What is asked
Give the rows again from the line with "In which part of this frame does the cat's chest" to the line with "229,244 -> 371,376", swapping "chest" for "tail" and changing nothing else. Leave the picture out.

Data for the task
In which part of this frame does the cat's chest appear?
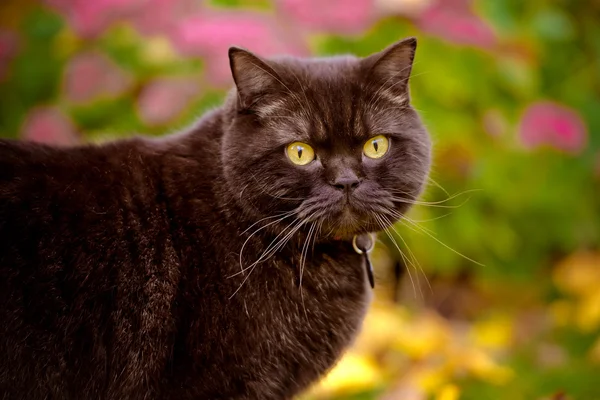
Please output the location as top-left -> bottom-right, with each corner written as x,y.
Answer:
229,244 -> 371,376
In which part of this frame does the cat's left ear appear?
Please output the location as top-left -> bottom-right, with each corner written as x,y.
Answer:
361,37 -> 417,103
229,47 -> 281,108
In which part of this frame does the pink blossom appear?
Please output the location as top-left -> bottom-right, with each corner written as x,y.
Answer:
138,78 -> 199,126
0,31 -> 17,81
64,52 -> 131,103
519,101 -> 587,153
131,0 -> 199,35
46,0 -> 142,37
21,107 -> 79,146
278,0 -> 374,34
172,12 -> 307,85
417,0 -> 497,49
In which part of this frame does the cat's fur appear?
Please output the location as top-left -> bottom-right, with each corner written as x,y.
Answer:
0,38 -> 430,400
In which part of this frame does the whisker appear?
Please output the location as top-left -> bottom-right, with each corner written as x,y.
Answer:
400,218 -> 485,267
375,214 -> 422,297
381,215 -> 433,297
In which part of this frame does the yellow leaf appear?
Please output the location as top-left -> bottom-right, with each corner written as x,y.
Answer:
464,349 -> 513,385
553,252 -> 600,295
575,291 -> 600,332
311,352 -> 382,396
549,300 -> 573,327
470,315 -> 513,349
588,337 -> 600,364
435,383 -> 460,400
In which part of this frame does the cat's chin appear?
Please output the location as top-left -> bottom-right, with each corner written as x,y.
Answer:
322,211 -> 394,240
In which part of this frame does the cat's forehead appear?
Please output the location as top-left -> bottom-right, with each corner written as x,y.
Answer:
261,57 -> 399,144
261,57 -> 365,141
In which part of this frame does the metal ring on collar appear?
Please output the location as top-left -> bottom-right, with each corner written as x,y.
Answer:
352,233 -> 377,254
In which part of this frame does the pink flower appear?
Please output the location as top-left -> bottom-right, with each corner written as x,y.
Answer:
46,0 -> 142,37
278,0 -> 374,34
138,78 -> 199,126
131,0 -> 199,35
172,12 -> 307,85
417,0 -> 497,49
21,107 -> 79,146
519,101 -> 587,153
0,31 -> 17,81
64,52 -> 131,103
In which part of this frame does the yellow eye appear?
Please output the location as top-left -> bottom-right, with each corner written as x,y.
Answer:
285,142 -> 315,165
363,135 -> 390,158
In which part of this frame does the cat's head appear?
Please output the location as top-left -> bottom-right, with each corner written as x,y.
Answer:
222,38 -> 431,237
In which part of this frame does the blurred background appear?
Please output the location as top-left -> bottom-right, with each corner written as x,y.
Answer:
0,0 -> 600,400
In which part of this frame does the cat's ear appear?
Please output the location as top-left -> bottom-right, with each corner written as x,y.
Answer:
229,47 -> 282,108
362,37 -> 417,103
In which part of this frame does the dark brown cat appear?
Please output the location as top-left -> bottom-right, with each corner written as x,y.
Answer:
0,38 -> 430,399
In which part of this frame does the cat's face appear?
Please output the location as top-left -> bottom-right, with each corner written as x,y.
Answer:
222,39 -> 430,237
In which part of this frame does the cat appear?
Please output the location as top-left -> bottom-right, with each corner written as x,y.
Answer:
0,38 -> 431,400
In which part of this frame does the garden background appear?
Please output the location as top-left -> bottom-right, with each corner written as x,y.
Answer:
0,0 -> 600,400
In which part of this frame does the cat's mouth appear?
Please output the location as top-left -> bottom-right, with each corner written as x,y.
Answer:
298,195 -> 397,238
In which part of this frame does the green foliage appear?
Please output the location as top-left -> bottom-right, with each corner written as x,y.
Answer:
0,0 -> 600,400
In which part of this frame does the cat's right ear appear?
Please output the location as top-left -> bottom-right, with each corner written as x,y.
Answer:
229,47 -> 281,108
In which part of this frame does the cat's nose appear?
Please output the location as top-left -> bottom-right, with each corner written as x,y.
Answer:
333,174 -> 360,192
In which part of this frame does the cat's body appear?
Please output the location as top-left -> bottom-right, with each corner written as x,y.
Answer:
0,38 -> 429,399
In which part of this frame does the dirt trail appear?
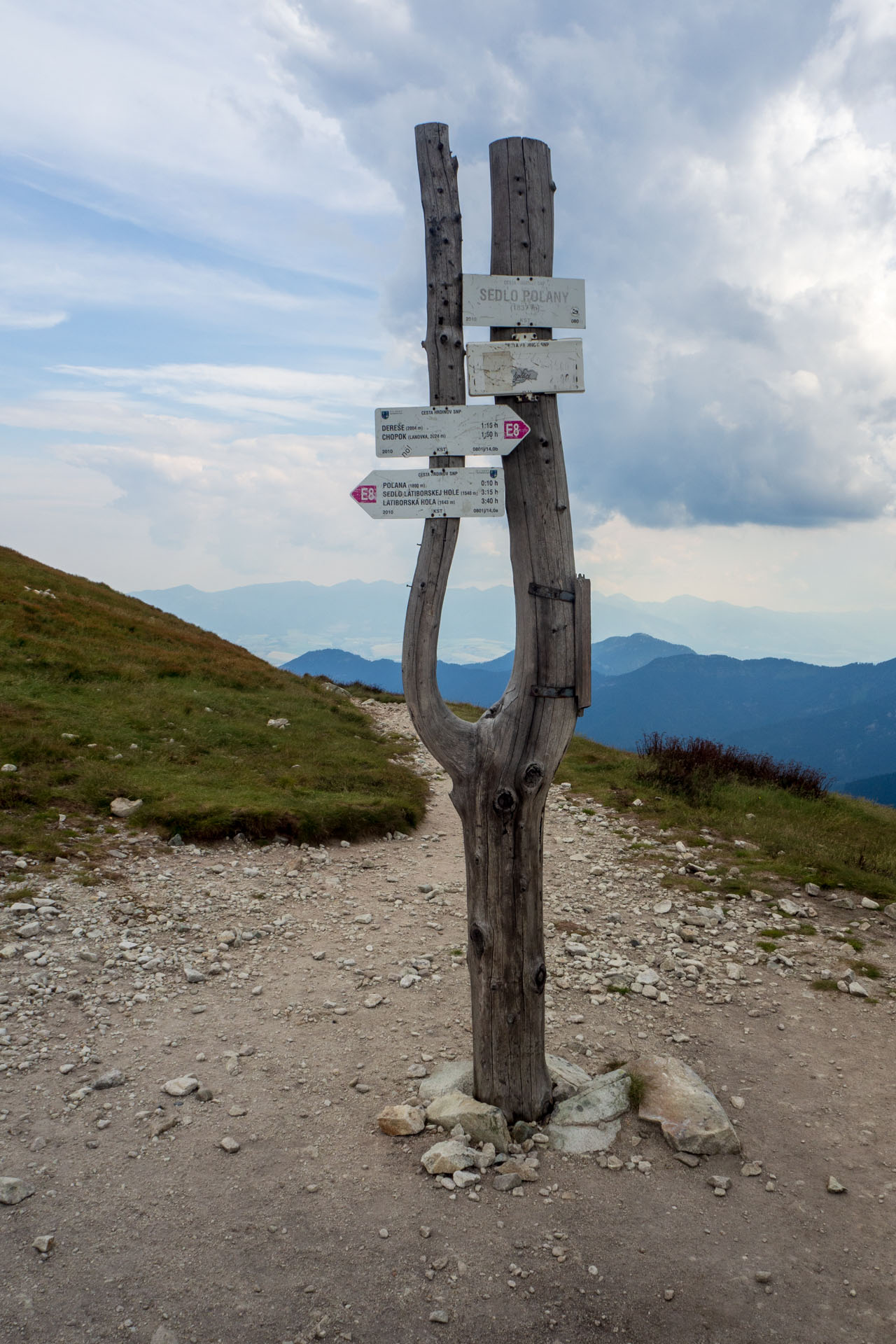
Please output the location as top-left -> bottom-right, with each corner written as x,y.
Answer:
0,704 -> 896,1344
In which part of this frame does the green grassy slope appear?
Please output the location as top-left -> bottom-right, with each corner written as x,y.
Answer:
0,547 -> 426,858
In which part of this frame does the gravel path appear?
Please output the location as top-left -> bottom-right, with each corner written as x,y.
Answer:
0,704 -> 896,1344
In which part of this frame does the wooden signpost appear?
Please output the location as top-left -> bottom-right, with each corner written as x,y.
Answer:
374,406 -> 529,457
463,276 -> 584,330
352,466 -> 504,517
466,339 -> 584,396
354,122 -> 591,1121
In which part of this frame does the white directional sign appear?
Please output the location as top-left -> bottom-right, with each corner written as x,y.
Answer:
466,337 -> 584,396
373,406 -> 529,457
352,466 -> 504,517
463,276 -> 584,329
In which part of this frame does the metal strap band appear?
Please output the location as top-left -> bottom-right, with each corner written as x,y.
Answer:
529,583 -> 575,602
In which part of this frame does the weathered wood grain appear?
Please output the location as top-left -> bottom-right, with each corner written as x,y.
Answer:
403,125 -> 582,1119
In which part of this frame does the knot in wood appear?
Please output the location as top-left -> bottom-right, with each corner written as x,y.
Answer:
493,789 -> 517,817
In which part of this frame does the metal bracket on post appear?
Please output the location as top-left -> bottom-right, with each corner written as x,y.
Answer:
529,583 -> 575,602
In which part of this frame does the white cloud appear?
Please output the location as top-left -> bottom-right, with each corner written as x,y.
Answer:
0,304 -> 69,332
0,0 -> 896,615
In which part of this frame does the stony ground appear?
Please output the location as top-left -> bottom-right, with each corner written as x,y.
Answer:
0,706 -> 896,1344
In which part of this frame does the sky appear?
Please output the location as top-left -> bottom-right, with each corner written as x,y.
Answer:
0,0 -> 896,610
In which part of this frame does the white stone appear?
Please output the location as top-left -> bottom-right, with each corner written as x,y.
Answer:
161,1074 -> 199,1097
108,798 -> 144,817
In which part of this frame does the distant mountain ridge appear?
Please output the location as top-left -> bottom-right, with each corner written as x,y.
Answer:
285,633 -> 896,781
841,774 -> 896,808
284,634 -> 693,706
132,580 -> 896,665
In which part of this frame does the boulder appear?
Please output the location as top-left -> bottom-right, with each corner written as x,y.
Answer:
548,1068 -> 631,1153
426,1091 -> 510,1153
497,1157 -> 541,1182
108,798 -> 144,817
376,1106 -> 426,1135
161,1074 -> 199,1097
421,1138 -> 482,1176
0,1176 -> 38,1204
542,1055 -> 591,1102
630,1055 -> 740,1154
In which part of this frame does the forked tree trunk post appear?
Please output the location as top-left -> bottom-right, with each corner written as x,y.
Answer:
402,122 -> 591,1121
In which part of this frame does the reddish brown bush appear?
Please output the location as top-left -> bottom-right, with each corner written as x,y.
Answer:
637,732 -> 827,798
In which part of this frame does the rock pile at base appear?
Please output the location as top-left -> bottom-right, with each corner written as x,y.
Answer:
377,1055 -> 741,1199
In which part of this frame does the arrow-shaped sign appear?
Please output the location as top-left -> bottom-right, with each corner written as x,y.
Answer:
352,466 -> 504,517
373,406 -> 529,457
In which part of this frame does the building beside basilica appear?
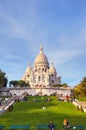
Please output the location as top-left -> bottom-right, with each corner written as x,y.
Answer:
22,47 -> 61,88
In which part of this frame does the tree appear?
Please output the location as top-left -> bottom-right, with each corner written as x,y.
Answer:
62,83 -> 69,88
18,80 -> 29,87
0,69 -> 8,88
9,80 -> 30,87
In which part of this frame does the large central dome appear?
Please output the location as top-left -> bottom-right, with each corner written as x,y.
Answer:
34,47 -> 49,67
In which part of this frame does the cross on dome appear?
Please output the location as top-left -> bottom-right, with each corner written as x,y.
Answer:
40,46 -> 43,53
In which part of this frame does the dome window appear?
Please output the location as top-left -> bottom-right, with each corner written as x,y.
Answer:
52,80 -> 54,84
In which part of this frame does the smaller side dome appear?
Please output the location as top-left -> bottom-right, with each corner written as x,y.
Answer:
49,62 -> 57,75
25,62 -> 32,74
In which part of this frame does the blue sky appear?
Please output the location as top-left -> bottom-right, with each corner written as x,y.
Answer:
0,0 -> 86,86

==

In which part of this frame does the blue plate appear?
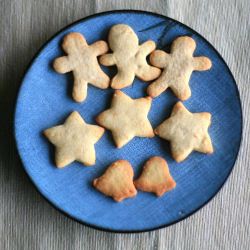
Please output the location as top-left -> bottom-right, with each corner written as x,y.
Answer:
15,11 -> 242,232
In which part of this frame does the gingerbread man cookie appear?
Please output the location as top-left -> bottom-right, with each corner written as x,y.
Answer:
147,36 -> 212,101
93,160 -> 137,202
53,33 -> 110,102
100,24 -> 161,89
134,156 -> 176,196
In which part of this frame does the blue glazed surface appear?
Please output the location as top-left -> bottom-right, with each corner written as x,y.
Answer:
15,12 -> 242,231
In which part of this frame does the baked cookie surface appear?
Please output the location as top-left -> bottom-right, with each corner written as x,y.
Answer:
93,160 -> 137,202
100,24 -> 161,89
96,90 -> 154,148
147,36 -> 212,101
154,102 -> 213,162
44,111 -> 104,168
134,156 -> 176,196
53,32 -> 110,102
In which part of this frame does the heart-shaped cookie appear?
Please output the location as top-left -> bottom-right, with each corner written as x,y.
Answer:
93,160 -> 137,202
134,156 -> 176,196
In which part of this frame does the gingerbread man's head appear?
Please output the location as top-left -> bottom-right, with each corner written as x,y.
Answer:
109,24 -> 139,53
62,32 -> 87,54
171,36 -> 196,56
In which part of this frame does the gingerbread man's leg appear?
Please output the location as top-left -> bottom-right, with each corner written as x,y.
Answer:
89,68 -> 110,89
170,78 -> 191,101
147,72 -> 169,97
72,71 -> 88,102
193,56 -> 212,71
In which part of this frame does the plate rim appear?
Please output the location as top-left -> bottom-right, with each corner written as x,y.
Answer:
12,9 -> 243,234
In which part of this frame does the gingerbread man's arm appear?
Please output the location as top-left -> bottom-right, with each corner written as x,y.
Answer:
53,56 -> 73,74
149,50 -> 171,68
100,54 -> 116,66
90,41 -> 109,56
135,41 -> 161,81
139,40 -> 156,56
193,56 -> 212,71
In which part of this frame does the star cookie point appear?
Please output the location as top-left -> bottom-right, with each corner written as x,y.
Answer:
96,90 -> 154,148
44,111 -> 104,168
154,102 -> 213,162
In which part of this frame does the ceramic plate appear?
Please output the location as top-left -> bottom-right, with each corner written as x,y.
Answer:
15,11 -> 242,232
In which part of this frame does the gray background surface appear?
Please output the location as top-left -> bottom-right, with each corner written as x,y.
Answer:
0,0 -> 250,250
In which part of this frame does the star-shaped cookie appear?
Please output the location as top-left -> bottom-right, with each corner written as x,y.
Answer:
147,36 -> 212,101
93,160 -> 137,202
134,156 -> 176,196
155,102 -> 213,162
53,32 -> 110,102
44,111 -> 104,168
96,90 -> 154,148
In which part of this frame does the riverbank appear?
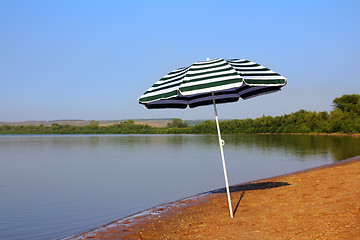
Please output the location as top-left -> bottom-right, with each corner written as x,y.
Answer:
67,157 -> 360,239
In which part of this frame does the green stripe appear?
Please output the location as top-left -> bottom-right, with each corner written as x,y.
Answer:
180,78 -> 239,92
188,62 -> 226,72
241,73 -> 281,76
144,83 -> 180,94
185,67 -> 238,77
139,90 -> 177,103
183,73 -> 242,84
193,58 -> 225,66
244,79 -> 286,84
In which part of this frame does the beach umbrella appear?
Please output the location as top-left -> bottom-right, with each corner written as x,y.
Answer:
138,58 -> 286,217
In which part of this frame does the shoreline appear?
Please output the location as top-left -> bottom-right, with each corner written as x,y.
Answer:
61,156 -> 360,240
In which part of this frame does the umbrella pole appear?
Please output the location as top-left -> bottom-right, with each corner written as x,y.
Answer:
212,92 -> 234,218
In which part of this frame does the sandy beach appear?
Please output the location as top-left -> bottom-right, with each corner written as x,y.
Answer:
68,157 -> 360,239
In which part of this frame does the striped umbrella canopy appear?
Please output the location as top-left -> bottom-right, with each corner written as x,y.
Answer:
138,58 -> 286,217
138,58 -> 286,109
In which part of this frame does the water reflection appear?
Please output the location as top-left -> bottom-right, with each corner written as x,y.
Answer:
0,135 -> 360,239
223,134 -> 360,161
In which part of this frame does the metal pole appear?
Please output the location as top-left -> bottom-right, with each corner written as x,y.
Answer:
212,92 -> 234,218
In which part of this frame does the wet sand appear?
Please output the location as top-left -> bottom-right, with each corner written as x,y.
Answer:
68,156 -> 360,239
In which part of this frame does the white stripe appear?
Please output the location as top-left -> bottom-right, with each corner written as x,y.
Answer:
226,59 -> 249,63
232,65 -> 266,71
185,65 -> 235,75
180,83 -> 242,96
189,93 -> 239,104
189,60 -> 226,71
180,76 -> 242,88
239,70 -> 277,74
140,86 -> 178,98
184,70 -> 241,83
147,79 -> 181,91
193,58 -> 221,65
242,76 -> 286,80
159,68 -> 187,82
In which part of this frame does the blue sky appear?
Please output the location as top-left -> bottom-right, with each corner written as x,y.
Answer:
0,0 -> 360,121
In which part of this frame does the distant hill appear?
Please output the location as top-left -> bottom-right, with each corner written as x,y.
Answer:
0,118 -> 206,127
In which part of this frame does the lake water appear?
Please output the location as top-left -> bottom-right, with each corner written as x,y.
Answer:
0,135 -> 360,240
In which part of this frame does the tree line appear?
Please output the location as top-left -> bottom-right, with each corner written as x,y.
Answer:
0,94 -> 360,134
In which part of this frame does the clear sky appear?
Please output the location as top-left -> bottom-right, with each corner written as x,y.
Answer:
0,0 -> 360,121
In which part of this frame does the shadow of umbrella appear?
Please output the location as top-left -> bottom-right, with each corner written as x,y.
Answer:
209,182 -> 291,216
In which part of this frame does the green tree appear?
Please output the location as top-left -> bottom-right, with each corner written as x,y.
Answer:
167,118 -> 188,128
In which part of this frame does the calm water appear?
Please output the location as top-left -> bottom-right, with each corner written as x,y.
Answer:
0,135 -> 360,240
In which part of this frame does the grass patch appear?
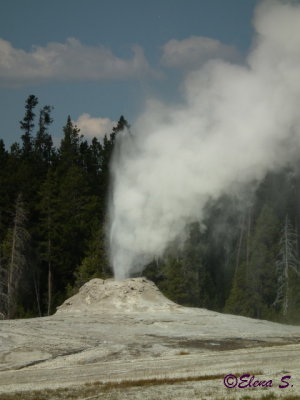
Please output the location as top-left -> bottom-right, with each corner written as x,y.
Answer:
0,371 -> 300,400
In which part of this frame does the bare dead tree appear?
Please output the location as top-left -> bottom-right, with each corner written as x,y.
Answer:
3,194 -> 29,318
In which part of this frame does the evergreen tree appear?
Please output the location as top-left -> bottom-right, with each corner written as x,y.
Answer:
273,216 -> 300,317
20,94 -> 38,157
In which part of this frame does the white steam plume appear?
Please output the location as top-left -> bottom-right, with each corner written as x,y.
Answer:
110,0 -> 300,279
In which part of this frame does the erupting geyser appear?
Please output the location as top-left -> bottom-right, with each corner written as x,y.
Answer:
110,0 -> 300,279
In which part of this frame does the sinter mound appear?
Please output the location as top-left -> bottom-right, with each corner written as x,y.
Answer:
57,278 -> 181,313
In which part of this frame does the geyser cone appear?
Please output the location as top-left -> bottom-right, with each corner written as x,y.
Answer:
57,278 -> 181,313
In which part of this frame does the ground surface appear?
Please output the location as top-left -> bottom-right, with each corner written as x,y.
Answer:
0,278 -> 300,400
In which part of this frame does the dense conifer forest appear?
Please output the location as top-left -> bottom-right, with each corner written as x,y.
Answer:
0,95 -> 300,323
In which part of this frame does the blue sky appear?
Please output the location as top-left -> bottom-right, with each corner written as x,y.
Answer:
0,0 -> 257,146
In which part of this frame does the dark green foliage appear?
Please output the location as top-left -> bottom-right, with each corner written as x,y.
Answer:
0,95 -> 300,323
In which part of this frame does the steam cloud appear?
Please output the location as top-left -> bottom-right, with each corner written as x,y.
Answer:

==

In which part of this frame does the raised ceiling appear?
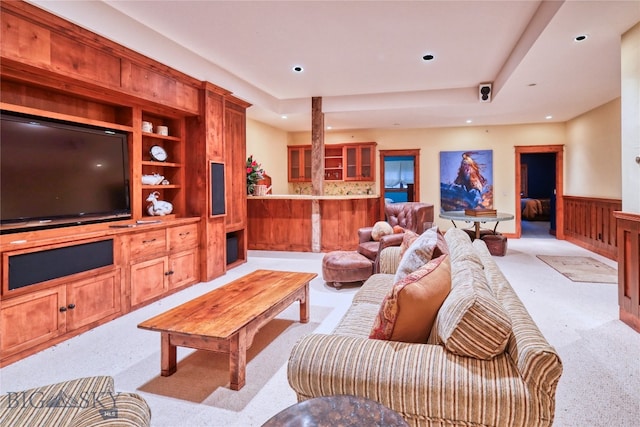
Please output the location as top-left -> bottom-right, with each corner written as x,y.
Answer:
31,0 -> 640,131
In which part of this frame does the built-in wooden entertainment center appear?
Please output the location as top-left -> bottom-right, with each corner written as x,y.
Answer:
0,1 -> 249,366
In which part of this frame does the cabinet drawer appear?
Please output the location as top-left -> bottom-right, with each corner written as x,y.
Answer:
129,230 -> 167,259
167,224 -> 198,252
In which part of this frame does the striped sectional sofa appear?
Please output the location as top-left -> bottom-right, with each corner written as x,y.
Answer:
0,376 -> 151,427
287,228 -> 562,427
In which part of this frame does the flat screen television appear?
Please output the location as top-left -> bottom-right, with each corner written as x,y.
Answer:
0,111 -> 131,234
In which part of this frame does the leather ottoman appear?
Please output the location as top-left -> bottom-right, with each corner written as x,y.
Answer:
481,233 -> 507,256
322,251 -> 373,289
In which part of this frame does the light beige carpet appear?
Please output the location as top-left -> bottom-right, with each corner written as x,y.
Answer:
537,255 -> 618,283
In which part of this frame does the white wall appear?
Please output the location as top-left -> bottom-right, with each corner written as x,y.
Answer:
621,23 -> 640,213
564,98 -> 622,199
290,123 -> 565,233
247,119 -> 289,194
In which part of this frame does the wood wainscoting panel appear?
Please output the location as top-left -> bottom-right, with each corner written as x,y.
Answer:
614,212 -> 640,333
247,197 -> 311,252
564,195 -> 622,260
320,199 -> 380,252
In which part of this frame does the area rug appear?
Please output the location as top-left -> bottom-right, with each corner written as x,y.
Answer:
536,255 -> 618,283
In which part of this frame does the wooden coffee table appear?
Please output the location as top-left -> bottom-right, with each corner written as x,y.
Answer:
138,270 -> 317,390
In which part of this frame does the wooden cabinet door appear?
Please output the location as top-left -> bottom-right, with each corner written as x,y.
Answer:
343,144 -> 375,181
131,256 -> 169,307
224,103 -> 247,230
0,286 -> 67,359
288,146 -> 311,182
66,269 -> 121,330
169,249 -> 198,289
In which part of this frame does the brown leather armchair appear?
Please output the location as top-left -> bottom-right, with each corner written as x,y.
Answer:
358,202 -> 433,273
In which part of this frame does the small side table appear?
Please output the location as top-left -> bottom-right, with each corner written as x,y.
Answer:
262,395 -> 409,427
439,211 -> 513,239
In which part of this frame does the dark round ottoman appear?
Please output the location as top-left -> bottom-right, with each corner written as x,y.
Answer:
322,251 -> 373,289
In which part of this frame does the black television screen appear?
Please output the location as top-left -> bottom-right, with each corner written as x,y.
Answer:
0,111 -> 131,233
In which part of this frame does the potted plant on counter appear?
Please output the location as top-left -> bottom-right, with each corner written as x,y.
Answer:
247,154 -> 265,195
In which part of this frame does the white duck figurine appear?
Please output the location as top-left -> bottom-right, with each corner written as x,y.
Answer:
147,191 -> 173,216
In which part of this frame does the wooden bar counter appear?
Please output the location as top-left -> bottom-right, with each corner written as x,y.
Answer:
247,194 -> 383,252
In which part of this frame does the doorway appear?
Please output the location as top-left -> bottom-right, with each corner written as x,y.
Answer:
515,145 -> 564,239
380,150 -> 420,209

Exercise response
In which part of this frame does the cat's tail appear?
Please output the location as top-left -> bottom-right, with each corner written as x,y.
Answer:
229,244 -> 371,376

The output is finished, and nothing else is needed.